**Quoted passage**.
OK GURU'S GOT THE 225/75/15'S, 5 LUG 4.5 RIM's rated for the E RATED 10 PLY TIRE'S. I HAVE A 23KRS TOY HAULER.Are we sure they are going to fit without doing the axle flip? Putting them on this weekend. Problem is im in VA and the TT is in GA. We will see what happens.

Thanks for the advise!!


----------



## bery's roo (Jul 6, 2007)

bery said:


> OK GURU'S GOT THE 225/75/15'S, 5 LUG 4.5 RIM's rated for the E RATED 10 PLY TIRE'S. I HAVE A 23KRS TOY HAULER.Are we sure they are going to fit without doing the axle flip? Putting them on this weekend. Problem is im in VA and the TT is in GA. We will see what happens.
> 
> Thanks for the advise!!


----------



## bery's roo (Jul 6, 2007)

OK! Update on the upgrade, off are the stock 14in c rated duro tires. On are the new 225/75R15 in e rated Tomax. No axel flip needed! We have plenty of room for the 15 in rims. So the 23KRS took the upgraded tires and rims. Next on the list is the ez-flex system. Always something to upgrade! MONEY PIT!!


----------

**Entries shown**.

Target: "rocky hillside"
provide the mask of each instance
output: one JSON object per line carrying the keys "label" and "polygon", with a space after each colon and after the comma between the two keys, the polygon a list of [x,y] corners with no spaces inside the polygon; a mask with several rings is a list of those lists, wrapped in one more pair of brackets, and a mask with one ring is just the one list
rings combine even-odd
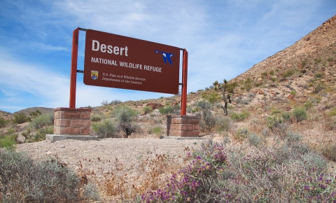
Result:
{"label": "rocky hillside", "polygon": [[[326,76],[335,74],[335,43],[336,15],[293,45],[255,64],[232,81],[244,80],[248,77],[258,80],[263,73],[281,72],[288,69],[310,69],[302,71],[309,76],[312,76],[316,71],[321,71]],[[276,74],[276,76],[281,77],[281,75]]]}

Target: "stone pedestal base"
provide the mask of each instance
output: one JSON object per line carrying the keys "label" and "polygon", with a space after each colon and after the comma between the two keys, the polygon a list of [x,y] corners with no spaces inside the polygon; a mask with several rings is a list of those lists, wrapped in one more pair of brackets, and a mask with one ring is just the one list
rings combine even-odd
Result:
{"label": "stone pedestal base", "polygon": [[57,108],[54,109],[54,134],[46,135],[51,142],[64,139],[97,140],[90,135],[91,109]]}
{"label": "stone pedestal base", "polygon": [[195,115],[172,115],[167,116],[167,135],[181,137],[200,136],[200,117]]}

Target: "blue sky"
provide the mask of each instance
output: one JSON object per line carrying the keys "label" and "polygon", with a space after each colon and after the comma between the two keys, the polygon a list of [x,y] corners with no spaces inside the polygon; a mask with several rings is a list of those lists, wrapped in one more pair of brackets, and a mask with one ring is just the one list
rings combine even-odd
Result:
{"label": "blue sky", "polygon": [[[335,14],[335,0],[0,0],[0,110],[69,107],[78,27],[186,48],[190,92],[234,78]],[[76,107],[170,96],[88,86],[78,74]]]}

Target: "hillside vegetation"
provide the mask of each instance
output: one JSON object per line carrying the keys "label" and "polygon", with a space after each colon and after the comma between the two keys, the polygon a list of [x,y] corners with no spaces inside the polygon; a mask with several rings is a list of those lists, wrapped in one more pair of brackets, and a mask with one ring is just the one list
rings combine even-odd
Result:
{"label": "hillside vegetation", "polygon": [[[225,93],[232,103],[226,116],[223,92],[217,88],[223,81],[188,94],[187,113],[200,117],[200,136],[207,139],[186,150],[188,158],[180,168],[166,179],[156,178],[155,187],[141,190],[132,183],[120,185],[111,174],[110,182],[99,188],[101,195],[139,202],[333,202],[336,16],[227,81]],[[180,101],[178,95],[103,101],[101,106],[89,106],[92,134],[158,139],[166,134],[166,115],[179,113]],[[0,126],[4,147],[20,136],[26,142],[42,140],[52,126],[46,122],[50,117],[41,118],[44,114],[18,127],[13,115],[1,113],[8,115]],[[154,160],[158,166],[170,159]],[[150,178],[146,181],[142,186],[149,186]]]}

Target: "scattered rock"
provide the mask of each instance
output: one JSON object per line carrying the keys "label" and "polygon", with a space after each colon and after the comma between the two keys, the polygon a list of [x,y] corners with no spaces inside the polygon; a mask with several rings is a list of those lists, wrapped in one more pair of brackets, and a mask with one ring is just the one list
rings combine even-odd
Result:
{"label": "scattered rock", "polygon": [[287,78],[281,78],[279,81],[279,82],[285,82],[285,83],[287,83],[287,82],[288,82],[289,80],[288,80],[288,79],[287,79]]}
{"label": "scattered rock", "polygon": [[26,138],[23,136],[23,135],[22,135],[21,133],[19,133],[16,141],[18,141],[18,144],[22,144],[26,141]]}
{"label": "scattered rock", "polygon": [[158,102],[152,102],[147,104],[146,106],[150,106],[150,108],[152,108],[152,109],[159,109],[160,108],[162,107],[163,105]]}

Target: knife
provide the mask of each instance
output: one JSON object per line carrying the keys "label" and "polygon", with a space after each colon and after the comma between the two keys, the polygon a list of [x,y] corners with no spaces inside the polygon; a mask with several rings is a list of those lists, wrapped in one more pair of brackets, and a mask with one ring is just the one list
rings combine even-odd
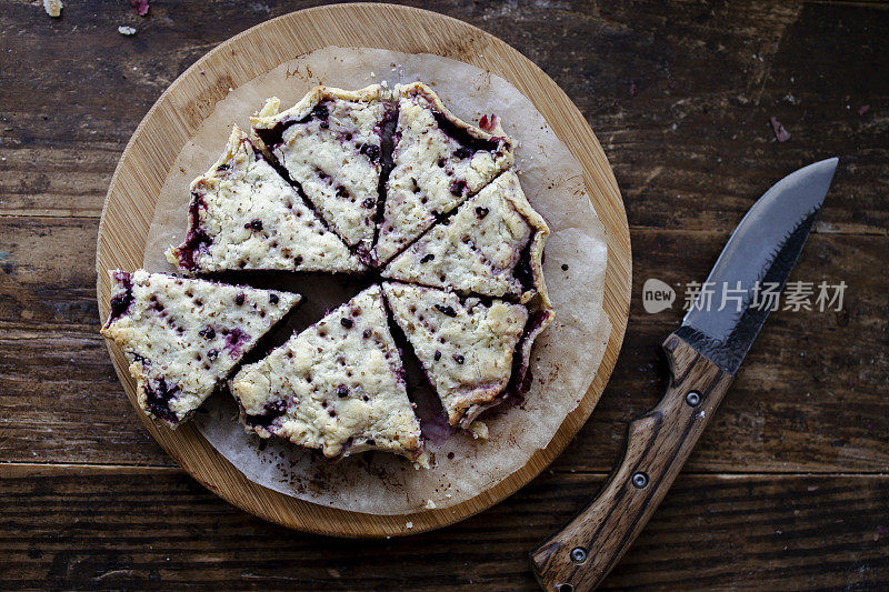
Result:
{"label": "knife", "polygon": [[623,458],[592,503],[531,551],[541,588],[595,589],[648,523],[769,315],[763,287],[783,289],[836,169],[832,158],[785,177],[735,229],[681,327],[663,342],[671,378],[660,403],[630,422]]}

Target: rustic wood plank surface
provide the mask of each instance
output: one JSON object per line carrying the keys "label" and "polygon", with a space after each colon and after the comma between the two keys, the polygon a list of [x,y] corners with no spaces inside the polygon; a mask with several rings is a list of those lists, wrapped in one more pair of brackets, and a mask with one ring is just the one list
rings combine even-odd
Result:
{"label": "rustic wood plank surface", "polygon": [[[615,588],[849,588],[889,580],[889,10],[871,3],[423,3],[512,44],[608,153],[633,242],[621,358],[591,422],[479,518],[404,541],[292,533],[193,482],[140,427],[97,334],[98,215],[123,146],[206,51],[304,2],[39,2],[0,10],[2,588],[530,589],[525,553],[592,496],[659,398],[647,278],[702,280],[768,184],[840,169],[792,279],[839,313],[769,319]],[[419,6],[419,2],[417,3]],[[132,38],[120,24],[138,29]],[[790,132],[777,142],[769,118]],[[576,471],[575,474],[572,472]],[[271,551],[270,551],[271,550]]]}

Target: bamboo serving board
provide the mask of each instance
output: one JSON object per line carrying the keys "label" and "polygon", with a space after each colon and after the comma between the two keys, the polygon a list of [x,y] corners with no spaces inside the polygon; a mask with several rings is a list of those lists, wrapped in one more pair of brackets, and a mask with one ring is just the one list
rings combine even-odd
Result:
{"label": "bamboo serving board", "polygon": [[[590,389],[546,450],[519,471],[459,505],[402,515],[373,515],[297,500],[249,481],[190,424],[176,431],[156,427],[141,411],[154,439],[182,468],[230,503],[278,524],[340,536],[419,533],[451,524],[499,502],[539,474],[589,418],[615,368],[630,302],[630,238],[617,182],[583,116],[537,66],[499,39],[459,20],[390,4],[339,4],[267,21],[221,43],[180,76],[139,124],[108,190],[97,247],[98,298],[108,318],[109,269],[141,265],[154,205],[176,155],[229,87],[266,73],[282,59],[328,46],[370,47],[407,53],[437,53],[500,76],[543,114],[583,167],[590,199],[608,233],[605,309],[611,335]],[[283,57],[283,58],[281,58]],[[118,377],[133,407],[134,382],[121,351],[109,344]],[[406,524],[412,523],[408,530]]]}

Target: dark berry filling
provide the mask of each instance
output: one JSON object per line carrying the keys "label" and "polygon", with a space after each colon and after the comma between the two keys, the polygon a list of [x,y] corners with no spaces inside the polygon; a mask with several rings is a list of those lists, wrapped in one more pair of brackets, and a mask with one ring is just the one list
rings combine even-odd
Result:
{"label": "dark berry filling", "polygon": [[257,134],[259,136],[260,140],[271,149],[280,146],[283,142],[284,131],[291,126],[296,126],[298,123],[308,123],[312,119],[320,119],[321,127],[327,129],[330,123],[328,119],[330,118],[330,109],[327,106],[328,101],[321,101],[314,106],[314,108],[302,119],[290,119],[284,121],[279,121],[273,128],[264,129],[264,130],[256,130]]}
{"label": "dark berry filling", "polygon": [[359,150],[362,154],[368,157],[368,159],[373,162],[374,164],[380,161],[380,147],[376,144],[364,144]]}
{"label": "dark berry filling", "polygon": [[111,298],[111,313],[108,315],[106,327],[123,317],[123,314],[130,310],[130,304],[132,304],[133,301],[132,279],[130,274],[126,271],[118,271],[114,273],[114,280],[120,282],[123,287],[123,292]]}
{"label": "dark berry filling", "polygon": [[203,197],[200,193],[192,193],[191,203],[188,207],[188,234],[186,234],[186,241],[182,245],[176,250],[176,258],[179,260],[179,264],[187,270],[197,269],[194,253],[206,250],[207,245],[213,242],[210,235],[200,228],[201,208],[207,208]]}
{"label": "dark berry filling", "polygon": [[287,413],[287,402],[269,401],[262,410],[263,413],[258,413],[256,415],[244,413],[244,422],[254,428],[268,428],[274,423],[274,420]]}
{"label": "dark berry filling", "polygon": [[[386,205],[386,185],[389,182],[389,173],[394,168],[392,155],[394,152],[394,136],[398,127],[398,109],[388,109],[383,114],[382,121],[377,127],[377,134],[380,137],[380,181],[377,184],[377,212],[373,217],[374,231],[373,243],[380,235],[380,222],[383,218]],[[372,261],[372,263],[377,263]]]}
{"label": "dark berry filling", "polygon": [[453,307],[451,305],[442,307],[441,304],[436,304],[436,309],[438,309],[441,314],[447,317],[457,317],[457,311],[453,310]]}
{"label": "dark berry filling", "polygon": [[535,287],[535,273],[531,269],[531,245],[535,243],[535,234],[528,239],[519,253],[519,262],[512,270],[512,275],[519,280],[522,290],[530,290]]}
{"label": "dark berry filling", "polygon": [[234,328],[226,335],[224,349],[228,350],[232,360],[237,360],[241,354],[241,347],[248,341],[250,341],[250,337],[240,329]]}
{"label": "dark berry filling", "polygon": [[[490,140],[485,138],[477,138],[469,130],[466,128],[458,126],[456,122],[451,121],[444,113],[439,111],[432,111],[432,117],[436,118],[436,123],[438,123],[439,129],[444,132],[446,136],[457,141],[461,144],[461,148],[466,150],[462,152],[461,157],[458,158],[467,158],[480,150],[487,150],[489,152],[493,152],[495,150],[500,148],[500,143],[502,138],[491,138]],[[503,142],[505,148],[509,148],[507,142]]]}
{"label": "dark berry filling", "polygon": [[459,181],[452,182],[451,187],[450,187],[450,190],[451,190],[451,195],[460,197],[460,195],[465,194],[466,191],[467,191],[466,181],[460,179]]}
{"label": "dark berry filling", "polygon": [[163,378],[159,378],[157,383],[146,384],[146,408],[157,418],[170,423],[176,423],[179,418],[170,410],[170,401],[176,398],[179,387],[169,387]]}

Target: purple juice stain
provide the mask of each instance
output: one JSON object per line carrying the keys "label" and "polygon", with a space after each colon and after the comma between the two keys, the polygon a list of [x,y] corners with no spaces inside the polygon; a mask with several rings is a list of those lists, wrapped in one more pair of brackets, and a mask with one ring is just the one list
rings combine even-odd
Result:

**What the task requires**. Print the forum thread from "OK! Update on" to "upgrade! MONEY PIT!!". Rely on the forum thread alone and leave the material aside.

**Reply**.
OK! Update on the upgrade, off are the stock 14in c rated duro tires. On are the new 225/75R15 in e rated Tomax. No axel flip needed! We have plenty of room for the 15 in rims. So the 23KRS took the upgraded tires and rims. Next on the list is the ez-flex system. Always something to upgrade! MONEY PIT!!